INFORMATION SHOWN:
=====

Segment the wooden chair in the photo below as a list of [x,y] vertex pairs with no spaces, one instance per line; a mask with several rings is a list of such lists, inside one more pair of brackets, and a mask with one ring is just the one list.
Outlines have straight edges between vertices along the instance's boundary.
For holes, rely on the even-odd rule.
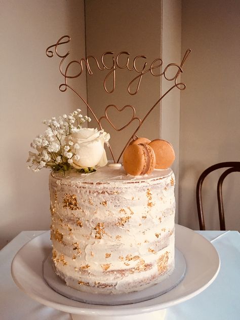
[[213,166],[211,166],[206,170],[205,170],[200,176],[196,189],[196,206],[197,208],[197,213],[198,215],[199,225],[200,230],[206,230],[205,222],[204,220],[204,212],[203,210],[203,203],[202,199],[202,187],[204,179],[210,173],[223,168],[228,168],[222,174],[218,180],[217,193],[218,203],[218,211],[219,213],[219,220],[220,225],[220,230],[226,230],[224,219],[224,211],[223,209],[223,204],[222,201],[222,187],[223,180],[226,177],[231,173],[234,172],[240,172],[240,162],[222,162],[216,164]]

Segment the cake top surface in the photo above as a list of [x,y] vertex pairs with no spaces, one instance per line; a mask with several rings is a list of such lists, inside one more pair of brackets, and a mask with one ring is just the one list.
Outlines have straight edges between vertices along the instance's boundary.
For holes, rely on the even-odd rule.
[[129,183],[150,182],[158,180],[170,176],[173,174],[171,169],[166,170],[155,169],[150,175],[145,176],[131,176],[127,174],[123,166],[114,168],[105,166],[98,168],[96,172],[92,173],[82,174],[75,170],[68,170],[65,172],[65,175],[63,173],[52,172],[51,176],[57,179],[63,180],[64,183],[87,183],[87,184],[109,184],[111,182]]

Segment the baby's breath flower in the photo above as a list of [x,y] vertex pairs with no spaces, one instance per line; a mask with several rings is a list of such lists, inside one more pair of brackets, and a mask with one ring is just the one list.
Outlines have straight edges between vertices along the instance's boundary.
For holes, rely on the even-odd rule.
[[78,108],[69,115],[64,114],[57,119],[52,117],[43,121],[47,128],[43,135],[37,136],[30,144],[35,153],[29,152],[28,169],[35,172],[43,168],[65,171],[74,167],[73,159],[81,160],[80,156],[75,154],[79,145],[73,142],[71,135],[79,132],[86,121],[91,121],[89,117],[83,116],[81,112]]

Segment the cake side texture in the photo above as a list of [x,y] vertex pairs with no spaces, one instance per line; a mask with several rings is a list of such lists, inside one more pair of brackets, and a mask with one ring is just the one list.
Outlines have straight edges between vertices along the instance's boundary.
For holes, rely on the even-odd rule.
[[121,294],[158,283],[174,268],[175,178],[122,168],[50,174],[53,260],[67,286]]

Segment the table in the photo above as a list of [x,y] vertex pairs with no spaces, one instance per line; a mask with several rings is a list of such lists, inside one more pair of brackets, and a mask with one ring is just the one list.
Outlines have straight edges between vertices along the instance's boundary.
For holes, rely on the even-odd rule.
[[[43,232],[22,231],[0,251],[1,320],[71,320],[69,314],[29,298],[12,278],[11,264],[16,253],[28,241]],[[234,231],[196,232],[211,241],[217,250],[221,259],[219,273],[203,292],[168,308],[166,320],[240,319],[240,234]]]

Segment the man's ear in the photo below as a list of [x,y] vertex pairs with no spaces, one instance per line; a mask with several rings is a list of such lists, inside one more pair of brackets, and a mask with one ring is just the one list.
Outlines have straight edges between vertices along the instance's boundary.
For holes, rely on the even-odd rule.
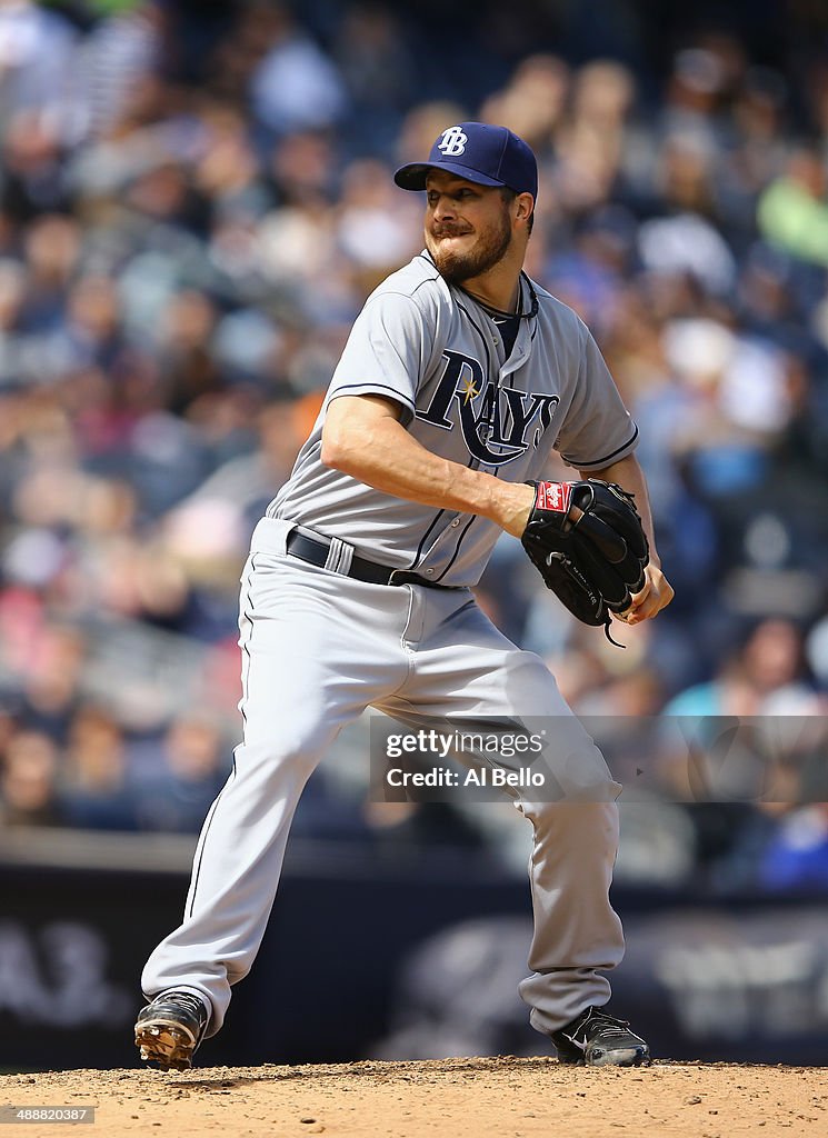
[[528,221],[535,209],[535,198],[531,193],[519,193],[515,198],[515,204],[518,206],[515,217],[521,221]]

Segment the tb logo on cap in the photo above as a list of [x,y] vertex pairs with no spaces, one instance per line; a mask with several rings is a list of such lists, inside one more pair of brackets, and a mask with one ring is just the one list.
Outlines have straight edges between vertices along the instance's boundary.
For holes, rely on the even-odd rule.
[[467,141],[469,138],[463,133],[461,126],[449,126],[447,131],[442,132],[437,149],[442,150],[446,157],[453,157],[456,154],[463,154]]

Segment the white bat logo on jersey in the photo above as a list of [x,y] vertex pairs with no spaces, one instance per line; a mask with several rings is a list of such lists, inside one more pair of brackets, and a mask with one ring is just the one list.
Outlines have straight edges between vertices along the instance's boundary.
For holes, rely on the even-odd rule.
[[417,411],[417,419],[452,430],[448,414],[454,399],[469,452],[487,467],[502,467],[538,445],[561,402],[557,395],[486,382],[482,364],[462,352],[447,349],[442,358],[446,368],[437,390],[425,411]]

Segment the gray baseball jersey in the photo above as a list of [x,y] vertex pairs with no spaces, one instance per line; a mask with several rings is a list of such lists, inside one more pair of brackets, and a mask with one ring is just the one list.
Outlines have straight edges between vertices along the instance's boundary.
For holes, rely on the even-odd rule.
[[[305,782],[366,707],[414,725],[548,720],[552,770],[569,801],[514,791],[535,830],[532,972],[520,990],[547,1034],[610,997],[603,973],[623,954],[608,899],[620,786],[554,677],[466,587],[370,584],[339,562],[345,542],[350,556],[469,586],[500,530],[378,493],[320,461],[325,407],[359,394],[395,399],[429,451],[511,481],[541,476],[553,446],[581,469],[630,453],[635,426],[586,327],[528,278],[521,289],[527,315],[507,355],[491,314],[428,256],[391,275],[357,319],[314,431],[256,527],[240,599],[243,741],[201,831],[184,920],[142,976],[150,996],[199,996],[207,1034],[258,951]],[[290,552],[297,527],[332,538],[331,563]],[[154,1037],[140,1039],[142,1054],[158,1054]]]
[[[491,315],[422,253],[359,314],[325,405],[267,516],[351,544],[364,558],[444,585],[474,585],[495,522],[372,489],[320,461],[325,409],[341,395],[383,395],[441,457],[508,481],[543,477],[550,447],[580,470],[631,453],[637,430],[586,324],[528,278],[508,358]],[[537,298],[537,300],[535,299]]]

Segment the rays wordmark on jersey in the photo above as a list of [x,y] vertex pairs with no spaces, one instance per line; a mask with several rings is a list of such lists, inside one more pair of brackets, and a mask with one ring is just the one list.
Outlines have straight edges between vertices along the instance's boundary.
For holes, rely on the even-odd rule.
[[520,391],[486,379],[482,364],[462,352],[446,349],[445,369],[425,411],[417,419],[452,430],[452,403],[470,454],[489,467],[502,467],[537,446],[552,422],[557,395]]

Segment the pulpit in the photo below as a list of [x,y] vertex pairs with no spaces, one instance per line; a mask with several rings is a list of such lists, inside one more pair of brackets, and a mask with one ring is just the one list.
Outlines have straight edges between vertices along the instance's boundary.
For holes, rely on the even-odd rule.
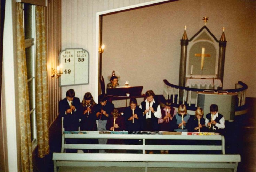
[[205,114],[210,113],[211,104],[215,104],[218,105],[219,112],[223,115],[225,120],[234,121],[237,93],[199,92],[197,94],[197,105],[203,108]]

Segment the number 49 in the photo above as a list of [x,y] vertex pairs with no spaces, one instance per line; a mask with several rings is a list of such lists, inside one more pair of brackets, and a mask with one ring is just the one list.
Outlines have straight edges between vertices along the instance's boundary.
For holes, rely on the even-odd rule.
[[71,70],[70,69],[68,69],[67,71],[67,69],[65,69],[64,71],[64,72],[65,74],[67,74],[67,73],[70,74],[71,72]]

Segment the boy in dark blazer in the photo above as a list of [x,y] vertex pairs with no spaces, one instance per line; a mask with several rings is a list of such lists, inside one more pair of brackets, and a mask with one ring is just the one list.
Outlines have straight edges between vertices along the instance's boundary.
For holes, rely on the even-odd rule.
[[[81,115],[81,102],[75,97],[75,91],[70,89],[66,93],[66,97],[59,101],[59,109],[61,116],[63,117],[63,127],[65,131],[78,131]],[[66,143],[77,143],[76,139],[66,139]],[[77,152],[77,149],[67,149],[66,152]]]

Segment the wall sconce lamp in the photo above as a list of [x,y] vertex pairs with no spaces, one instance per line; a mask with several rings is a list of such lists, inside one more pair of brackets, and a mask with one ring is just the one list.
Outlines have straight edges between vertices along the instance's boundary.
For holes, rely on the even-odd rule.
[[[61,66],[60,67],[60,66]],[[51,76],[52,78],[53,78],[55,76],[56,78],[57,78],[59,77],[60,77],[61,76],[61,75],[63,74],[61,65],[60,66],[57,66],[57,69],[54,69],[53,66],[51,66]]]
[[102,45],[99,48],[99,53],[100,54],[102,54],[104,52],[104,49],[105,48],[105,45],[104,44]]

=====

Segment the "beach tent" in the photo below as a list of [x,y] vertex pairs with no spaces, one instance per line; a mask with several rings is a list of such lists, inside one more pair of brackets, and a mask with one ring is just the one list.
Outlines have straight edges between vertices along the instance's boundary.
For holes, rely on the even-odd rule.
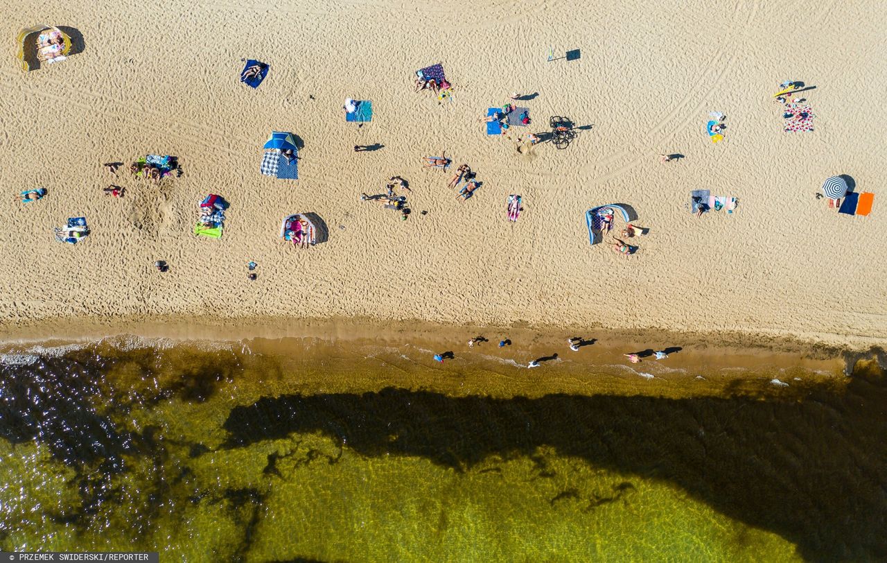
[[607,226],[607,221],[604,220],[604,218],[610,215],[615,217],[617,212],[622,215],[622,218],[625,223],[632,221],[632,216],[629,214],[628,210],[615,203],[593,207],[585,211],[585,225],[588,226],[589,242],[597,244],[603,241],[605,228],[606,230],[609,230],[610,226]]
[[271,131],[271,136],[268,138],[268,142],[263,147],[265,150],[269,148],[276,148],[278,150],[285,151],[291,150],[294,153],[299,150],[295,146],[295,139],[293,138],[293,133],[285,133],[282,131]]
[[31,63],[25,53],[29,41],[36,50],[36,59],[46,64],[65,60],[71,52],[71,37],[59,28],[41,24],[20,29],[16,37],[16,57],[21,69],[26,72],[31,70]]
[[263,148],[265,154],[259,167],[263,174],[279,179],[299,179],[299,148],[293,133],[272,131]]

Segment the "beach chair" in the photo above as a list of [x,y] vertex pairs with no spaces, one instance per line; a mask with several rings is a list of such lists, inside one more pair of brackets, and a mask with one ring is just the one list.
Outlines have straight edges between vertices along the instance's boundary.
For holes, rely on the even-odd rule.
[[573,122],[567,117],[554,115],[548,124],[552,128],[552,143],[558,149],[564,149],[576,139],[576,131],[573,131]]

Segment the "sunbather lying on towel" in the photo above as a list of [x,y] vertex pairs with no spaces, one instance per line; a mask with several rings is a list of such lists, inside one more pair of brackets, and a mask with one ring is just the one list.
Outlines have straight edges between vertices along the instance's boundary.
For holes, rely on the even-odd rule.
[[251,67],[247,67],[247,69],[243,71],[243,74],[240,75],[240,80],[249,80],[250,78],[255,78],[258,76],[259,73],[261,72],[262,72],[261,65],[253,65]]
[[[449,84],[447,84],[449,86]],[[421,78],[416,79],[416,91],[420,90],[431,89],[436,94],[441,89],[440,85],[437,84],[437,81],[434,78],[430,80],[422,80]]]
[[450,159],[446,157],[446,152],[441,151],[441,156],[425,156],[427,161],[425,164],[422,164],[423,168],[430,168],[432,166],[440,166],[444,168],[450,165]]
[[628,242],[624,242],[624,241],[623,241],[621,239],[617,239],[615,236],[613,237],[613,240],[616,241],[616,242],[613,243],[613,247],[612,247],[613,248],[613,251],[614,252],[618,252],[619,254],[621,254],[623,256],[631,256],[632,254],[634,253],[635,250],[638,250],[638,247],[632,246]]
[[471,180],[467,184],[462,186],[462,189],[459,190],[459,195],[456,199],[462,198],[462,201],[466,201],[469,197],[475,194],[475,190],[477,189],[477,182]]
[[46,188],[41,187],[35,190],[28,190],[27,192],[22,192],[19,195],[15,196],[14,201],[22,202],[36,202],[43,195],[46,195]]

=====

REQUIREMENT:
List every line in the material above that contains the string "below", copying each line whole. Case counts.

ANSWER TO THE TASK:
Segment the wooden chair in the photo below as a list of [x,y] vertex pairs with no spaces, one instance per line; a mask with several rings is a list of such lists, inside one more pair of brackets, and a mask with one ring is just the one list.
Segment the man's ear in the photo below as a list of [x,y] vertex pairs with no spaces, one instance per line; a mask with several rings is a list of such lists, inside one more pair of brackets, and a mask with one ring is just the one list.
Segment the pulpit in the photo below as a list of [x,y] vertex pairs with no spaces, one instance per line; a mask with several rings is a list of such lists, inside one more pair of brackets, and a mask with one ring is just the one list.
Segment the "beach tent" in the photo below as a list of [x,y] vertex pairs with no spaces, one instance per line; a mask with several rings is a list of such lists, inside one more pair of brackets, and a mask with one ring is just the one list.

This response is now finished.